Some records:
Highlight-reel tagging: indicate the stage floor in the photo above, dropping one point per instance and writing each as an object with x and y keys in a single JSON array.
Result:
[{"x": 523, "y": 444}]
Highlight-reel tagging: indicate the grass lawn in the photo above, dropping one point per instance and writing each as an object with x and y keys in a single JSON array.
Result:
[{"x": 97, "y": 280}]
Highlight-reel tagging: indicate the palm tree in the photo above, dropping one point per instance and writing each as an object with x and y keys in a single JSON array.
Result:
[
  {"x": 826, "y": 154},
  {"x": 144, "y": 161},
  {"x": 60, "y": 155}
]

▶ [SET PROBLEM] Only those lines running from the one containing "Highlight-reel tagging: indicate the grass" through the last line of the data above are to be copied, exactly, with both ends included.

▶ [FULL ANSWER]
Highlight-reel tagging: indicate the grass lawn in the photo above, dropping one point per instance and writing each as an object with x and y keys in a single JSON array.
Result:
[{"x": 97, "y": 280}]
Highlight-reel tagging: indicate the palm tree in the photo above, dropping one point per instance and writing each as an object with x and y keys in a single JSON array.
Result:
[
  {"x": 826, "y": 154},
  {"x": 144, "y": 161},
  {"x": 60, "y": 155}
]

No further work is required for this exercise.